- _EXPLORE THE MATERIAL_:
**A.** Please answer these from the seminar notice, one line each, with answers marked the same way:
(i) At what time does the talk start?
(ii) In which room is it held?
(iii) Which kind of uterine donation is permitted in the UK?
**B.** Decide whether each statement agrees with the seminar notice. Give yes or no, and quote the words that settle it.
(i) Tea and cake are offered from 14:30.
(ii) Living uterine donation is currently permitted in the UK.
(iii) The seminar belongs to the 2018-19 series.
[TEXT SHOWN]
The Moral Limits of Consent to Harm: The Case of Uterine Transplants
- Arts and Law, Research
This seminar is part of the 2019-20 Global Ethics Tea Seminar Series hosted by the Centre for the Study of Global Ethics.
The talk will start at 15:15, but please join us for tea and cake from 14:30.
Venue: TLB-109 (please note the change of room)
The Moral Limits of Consent:
Living Uterine Donation and Harm
There have been significant recent advances in the development of the human uterine transplant (UTx) as a procedure to alleviate absolute uterine factor infertility (AUFI). It has also been suggested that UTx would allow trans women to gestate their own pregnancy. Here in the UK, only deceased uterine donation is permitted, although this may be set to change soon. The use of living uterine donors, however, would raise unique ethical concerns. Living donor transplant surgery necessitates inflicting harm upon both the donor and the recipient. This harm is typically seen as justifiable if all parties have provided valid consent to undergoing the procedure, and thus to undertaking this harm. The harm is also seen as justifiable if, according to a cost-benefit calculation, it does not exceed the overall benefit that is to be produced by the surgery.
[/TEXT SHOWN]
[RECORD EXCERPTS]
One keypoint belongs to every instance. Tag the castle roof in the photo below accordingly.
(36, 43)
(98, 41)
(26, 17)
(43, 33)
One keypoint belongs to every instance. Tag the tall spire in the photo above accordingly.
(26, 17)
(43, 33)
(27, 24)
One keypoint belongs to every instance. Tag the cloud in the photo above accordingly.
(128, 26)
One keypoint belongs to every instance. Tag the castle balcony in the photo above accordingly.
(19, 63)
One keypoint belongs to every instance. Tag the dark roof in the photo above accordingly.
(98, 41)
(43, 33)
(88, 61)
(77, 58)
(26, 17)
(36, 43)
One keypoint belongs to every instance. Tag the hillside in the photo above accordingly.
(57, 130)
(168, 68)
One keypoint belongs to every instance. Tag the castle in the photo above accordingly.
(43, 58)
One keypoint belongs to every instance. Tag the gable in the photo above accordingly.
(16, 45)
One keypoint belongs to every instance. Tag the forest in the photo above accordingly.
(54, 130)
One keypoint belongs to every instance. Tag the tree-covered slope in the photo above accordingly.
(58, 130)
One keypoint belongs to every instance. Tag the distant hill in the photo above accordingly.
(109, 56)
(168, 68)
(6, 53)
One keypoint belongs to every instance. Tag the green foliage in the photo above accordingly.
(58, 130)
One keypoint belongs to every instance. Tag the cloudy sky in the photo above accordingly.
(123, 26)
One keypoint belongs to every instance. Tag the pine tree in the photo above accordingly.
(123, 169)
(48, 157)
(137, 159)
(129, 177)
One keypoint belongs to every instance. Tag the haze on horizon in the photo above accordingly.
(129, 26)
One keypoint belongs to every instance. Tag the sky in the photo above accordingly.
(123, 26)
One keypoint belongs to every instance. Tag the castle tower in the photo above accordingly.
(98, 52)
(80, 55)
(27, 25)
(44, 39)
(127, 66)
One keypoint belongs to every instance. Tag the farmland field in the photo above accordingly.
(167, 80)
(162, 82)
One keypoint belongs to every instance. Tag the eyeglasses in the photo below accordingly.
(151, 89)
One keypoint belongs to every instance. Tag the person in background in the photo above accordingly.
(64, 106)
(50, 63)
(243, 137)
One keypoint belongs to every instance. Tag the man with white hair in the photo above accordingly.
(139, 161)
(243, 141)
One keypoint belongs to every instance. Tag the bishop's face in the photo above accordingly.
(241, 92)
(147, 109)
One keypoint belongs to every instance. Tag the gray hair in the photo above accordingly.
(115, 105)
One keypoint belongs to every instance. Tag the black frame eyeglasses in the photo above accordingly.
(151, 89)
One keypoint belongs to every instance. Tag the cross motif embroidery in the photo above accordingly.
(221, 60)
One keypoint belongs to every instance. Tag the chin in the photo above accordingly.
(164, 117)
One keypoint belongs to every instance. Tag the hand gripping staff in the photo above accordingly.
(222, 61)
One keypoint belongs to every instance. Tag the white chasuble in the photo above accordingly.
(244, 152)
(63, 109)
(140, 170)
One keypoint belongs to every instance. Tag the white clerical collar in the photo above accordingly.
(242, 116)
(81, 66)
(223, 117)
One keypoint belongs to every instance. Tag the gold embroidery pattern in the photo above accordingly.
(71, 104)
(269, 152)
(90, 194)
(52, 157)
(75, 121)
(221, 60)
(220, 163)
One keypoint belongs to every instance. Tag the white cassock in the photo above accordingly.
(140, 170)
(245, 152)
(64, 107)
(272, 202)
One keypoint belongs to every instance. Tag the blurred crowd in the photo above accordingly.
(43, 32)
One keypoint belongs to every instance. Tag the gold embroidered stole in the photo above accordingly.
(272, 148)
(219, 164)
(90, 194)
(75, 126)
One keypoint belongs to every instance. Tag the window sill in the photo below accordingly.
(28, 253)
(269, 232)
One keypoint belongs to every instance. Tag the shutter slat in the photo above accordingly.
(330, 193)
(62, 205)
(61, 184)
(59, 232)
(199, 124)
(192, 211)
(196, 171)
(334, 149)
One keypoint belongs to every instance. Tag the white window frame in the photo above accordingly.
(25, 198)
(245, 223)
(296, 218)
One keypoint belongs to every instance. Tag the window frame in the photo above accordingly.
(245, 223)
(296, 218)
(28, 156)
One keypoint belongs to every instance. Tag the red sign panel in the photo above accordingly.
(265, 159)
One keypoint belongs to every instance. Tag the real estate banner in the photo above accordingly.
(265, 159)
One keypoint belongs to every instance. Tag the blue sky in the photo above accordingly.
[/RECORD EXCERPTS]
- _TASK-BY-TASK RESULTS_:
**A.**
(i) 15:15
(ii) TLB-109
(iii) Only deceased uterine donation

**B.**
(i) Yes: "please join us for tea and cake from 14:30"
(ii) No: "Here in the UK, only deceased uterine donation is permitted"
(iii) No: "This seminar is part of the 2019-20 Global Ethics Tea Seminar Series"